_REQUIRED TASK_
Copy the following material line for line, with no changes.

--- start ---

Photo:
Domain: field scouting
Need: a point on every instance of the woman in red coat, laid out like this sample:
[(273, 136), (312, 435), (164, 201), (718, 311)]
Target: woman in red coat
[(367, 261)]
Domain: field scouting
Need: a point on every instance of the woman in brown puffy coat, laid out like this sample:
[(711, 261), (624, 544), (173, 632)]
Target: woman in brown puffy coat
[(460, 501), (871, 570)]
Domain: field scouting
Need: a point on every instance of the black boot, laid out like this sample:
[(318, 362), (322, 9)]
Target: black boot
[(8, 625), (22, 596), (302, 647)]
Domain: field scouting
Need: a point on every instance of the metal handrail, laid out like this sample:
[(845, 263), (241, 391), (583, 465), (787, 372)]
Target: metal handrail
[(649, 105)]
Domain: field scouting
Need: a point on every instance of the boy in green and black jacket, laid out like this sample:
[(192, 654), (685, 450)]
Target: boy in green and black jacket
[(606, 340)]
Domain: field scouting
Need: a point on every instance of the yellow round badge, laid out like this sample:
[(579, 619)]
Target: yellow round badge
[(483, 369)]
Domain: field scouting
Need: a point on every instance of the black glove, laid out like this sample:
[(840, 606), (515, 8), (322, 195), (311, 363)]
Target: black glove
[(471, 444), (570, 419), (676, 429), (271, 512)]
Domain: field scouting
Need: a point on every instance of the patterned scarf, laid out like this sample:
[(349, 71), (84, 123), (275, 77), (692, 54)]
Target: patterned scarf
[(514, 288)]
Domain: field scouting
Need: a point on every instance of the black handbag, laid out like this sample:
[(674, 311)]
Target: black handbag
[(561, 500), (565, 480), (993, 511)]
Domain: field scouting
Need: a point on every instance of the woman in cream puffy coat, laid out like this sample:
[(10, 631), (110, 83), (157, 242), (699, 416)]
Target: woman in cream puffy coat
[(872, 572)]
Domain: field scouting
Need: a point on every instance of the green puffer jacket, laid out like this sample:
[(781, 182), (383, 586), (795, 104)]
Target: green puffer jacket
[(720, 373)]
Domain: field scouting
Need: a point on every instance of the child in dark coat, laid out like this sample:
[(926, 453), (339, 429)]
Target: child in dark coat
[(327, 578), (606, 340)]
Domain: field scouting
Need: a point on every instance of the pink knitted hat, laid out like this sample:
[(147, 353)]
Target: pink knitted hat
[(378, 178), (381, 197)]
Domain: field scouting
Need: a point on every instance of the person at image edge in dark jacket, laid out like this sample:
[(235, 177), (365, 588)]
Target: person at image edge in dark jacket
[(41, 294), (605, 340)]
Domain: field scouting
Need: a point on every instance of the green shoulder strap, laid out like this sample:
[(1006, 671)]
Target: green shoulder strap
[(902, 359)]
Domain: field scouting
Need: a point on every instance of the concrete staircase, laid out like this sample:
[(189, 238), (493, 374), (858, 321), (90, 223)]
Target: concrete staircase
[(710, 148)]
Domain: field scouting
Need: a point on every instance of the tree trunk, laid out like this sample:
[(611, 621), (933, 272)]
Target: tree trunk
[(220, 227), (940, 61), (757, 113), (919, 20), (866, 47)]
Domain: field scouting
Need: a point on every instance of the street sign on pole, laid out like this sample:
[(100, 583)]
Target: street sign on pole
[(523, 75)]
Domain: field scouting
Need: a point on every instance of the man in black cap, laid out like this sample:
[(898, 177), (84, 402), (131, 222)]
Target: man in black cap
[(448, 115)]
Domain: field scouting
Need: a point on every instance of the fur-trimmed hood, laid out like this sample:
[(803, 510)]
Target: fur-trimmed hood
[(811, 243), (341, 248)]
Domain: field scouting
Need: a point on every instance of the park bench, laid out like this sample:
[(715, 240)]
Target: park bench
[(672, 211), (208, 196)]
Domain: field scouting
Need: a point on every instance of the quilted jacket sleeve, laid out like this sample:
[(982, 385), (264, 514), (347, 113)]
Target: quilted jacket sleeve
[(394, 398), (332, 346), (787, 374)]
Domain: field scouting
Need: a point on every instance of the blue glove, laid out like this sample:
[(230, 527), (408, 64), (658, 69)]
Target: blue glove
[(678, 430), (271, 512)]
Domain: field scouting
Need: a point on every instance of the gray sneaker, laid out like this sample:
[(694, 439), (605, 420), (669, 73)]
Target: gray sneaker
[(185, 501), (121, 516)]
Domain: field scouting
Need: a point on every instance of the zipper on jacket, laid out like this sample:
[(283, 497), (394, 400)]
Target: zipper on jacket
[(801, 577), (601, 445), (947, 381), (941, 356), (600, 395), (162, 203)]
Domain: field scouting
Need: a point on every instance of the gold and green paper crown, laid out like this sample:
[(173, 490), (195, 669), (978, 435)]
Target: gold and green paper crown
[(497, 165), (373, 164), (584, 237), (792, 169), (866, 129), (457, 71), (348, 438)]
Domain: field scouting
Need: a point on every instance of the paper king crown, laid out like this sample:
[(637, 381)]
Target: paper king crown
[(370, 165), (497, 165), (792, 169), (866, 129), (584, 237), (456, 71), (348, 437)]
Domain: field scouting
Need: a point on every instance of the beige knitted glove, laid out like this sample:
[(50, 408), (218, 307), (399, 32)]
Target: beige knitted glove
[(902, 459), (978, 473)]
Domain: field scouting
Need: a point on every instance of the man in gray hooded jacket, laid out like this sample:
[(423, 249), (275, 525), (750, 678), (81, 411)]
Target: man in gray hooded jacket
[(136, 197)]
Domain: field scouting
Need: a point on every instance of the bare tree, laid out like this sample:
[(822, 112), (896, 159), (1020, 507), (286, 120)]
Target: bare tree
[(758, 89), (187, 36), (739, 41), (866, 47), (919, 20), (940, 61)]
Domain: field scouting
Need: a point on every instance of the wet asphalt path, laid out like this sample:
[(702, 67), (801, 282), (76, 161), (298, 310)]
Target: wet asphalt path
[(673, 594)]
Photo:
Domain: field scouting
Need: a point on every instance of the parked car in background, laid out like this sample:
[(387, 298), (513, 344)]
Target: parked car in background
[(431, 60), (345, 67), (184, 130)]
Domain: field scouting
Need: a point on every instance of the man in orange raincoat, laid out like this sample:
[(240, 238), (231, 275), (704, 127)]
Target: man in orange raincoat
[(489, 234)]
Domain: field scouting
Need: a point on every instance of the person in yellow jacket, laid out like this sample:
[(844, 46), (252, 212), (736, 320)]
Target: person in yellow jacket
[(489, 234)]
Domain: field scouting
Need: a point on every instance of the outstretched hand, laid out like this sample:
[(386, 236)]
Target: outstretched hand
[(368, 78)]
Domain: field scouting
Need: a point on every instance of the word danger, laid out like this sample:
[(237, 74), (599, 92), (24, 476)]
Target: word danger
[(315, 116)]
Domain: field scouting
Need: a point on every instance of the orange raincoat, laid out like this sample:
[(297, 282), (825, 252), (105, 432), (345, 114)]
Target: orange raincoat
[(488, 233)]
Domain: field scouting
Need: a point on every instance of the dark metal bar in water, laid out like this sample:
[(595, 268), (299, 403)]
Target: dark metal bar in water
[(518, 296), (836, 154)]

--- end ---

_OUTPUT FOR THIS EXERCISE_
Photo:
Domain: field scouting
Need: a point on every instance of the woman in red coat, laid out like this sample:
[(273, 136), (312, 435), (164, 201), (718, 311)]
Target: woman in red coat
[(367, 261)]
Domain: field scouting
Need: a point on every instance of the woman in brown puffy coat, laid out like this sample:
[(711, 261), (624, 544), (173, 632)]
Target: woman in brown puffy coat
[(460, 501), (871, 570)]
Domain: field scouting
Need: a point on every instance of the black boot, laid out like this sample:
[(318, 362), (322, 9)]
Target: black boot
[(8, 625), (22, 596), (302, 647)]
Domain: field scouting
Need: a point on every instance of the metal handrail, laid out like this sample:
[(845, 263), (241, 391), (583, 465), (787, 372)]
Target: metal handrail
[(649, 105)]
Domain: field scouting
Need: a point on every instance of the boy in green and black jacket, laid out like this sample:
[(192, 654), (685, 450)]
Target: boy in green and black jacket
[(606, 340)]
Domain: field scouting
Need: a point on every instance of the yellow round badge, laid out like this sample:
[(579, 619)]
Target: yellow round badge
[(483, 369)]
Domain: field scouting
Need: a point on every instance of the black glove, laid out like this sample:
[(840, 606), (515, 8), (322, 195), (311, 363)]
Target: black glove
[(471, 444), (570, 419), (676, 429), (271, 512)]
Domain: field scouting
Need: a point on every instance of the patterned scarf, laid out like this sample:
[(349, 71), (84, 123), (275, 77), (692, 54)]
Target: patterned scarf
[(514, 288)]
Domain: field scouting
Need: a point on every instance of the black handbag, laid out like this sample:
[(674, 311)]
Target: black handbag
[(561, 500), (565, 480), (993, 511)]
Domain: field scouting
Need: a point on every instance of the woman in cream puffy coat, laid out like this sample:
[(10, 631), (110, 83), (157, 242), (699, 416)]
Target: woman in cream puffy coat
[(872, 572)]
Domain: field scouting
Need: a point on every instance of the green puffer jacket, laid out like this sample:
[(781, 182), (383, 586), (795, 104)]
Target: green puffer jacket
[(720, 373)]
Domain: field scouting
Need: a point on every instance of the child in dark coat, laid out like this sample:
[(926, 453), (339, 429)]
Target: child in dark coat
[(327, 578), (606, 340)]
Domain: field scouting
Need: a point on every instance of the pink knitted hat, laid out like this sample:
[(147, 353)]
Target: pink knitted hat
[(378, 178), (381, 197)]
Domain: field scouting
Need: a point on every instance of the person at image edge in dark jacket, laid out like this sample:
[(235, 177), (365, 588)]
Target: person at image edge in dark jacket
[(41, 294), (605, 340)]
Domain: field scouting
Need: a point on every instance of the green shoulder strap, laid out like this sample:
[(1006, 671)]
Target: green shoulder strap
[(902, 359)]
Domain: field scouting
Need: a point on every instance of the concrete staircase, laid out like this sample:
[(189, 238), (493, 374), (858, 321), (90, 223)]
Target: concrete staircase
[(710, 148)]
Domain: field scouting
Need: a point on every instance of the tree trunk, laid out like this sample:
[(611, 621), (933, 272)]
Target: tree trunk
[(220, 227), (940, 61), (757, 113), (919, 20), (866, 47)]
Domain: field scouting
Need: a point on every instance of the street sign on pole, laid out like this sample:
[(100, 583)]
Target: street sign on pole
[(523, 75)]
Domain: field scouting
Need: a point on every instance of the man in black cap, laid out like this sample:
[(898, 177), (84, 402), (131, 222)]
Target: man in black cap
[(448, 115)]
Domain: field scouting
Need: a point on every instance of the fur-trimmed hood, laid out like this sample:
[(803, 510)]
Target: fur-trimmed hood
[(811, 243), (341, 248)]
Domain: field scouting
Need: a point on every instance of the park bench, laid out like this sample:
[(715, 240)]
Target: park bench
[(672, 211), (208, 196)]
Domain: field scouting
Need: a point on every instance of the quilted jacket sleeve, laid out like this sample:
[(982, 385), (264, 514), (347, 113)]
Target: quilted jacket sleeve
[(394, 398), (332, 346), (787, 374)]
Domain: field scouting
Need: a point on every instance of the blue glove, laid out like this sample:
[(230, 527), (408, 64), (658, 69)]
Target: blue glove
[(678, 430), (271, 512)]
Domain: field scouting
Need: a point on every instance of the gray sneaker, laid out like this sample:
[(694, 439), (605, 420), (669, 73)]
Target: gray sneaker
[(185, 501), (121, 516)]
Domain: field scouting
Need: a point on every instance of the zipper on jacket, laid out like this sample:
[(283, 497), (394, 400)]
Target: zipper on jacket
[(801, 577), (601, 445), (947, 381), (941, 356), (600, 395), (162, 203)]
Domain: field scouting
Need: a point on every instance of the gold and green paper crown, laid out like this sample:
[(173, 490), (195, 669), (978, 435)]
Target: gold and green paper crown
[(497, 165), (373, 164), (584, 237), (792, 169), (866, 129), (457, 71), (348, 438)]
Domain: field scouting
Need: a point on every instance of the paper king crown, laid out like this sample:
[(637, 381)]
Target: paper king crown
[(370, 165), (497, 165), (792, 169), (866, 129), (584, 237), (456, 71), (348, 437)]
Domain: field scouting
Need: a point on every instance of the beige knitted glove, laid out like this sample:
[(50, 408), (218, 307), (399, 32)]
Target: beige knitted glove
[(902, 459), (978, 473)]
Domain: field scouting
Need: a point on every instance of the man in gray hooded jacket, laid out like this sample:
[(423, 249), (275, 525), (750, 678), (81, 411)]
Target: man in gray hooded jacket
[(136, 197)]
Domain: field scouting
Need: a point on every instance of the bare tree, laid out like this sample:
[(822, 112), (896, 159), (1020, 507), (286, 120)]
Target: bare tree
[(758, 89), (187, 36), (739, 41), (866, 47), (919, 20), (940, 61)]
Domain: field scouting
Need: a point on every instance of the wet asphalt path, laid out like this sample:
[(702, 67), (801, 282), (76, 161), (298, 310)]
Target: wet asphalt path
[(673, 594)]
Photo:
Domain: field scouting
Need: a point on every instance of the parked car in background, laid out like this sample:
[(387, 298), (513, 344)]
Target: parked car in background
[(431, 60), (345, 67), (184, 130)]
Domain: field scouting
Need: a point on every instance of the man in orange raincoat, laid out like this sample:
[(240, 238), (231, 275), (704, 127)]
Target: man in orange raincoat
[(489, 234)]
Domain: field scouting
Need: a point on every instance of the person in yellow jacket, laid out like this sample:
[(844, 46), (252, 212), (736, 320)]
Target: person in yellow jacket
[(489, 234)]
Domain: field scouting
Need: a point on every instance of the outstretched hand, laid out like this sample:
[(386, 236)]
Target: outstretched hand
[(368, 78)]
Domain: field scouting
Need: a point on every instance of the word danger, laid out like this sample:
[(237, 74), (599, 92), (24, 476)]
Target: word danger
[(315, 116)]
Domain: field scouting
Need: a point on every instance of the orange raincoat, laid out like this sample:
[(297, 282), (825, 252), (105, 432), (345, 114)]
Target: orange raincoat
[(488, 233)]
Domain: field scouting
Need: a point on every instance of the dark metal bar in water, laid out like this sample:
[(595, 268), (299, 403)]
Target: dark metal bar in water
[(518, 296), (836, 154)]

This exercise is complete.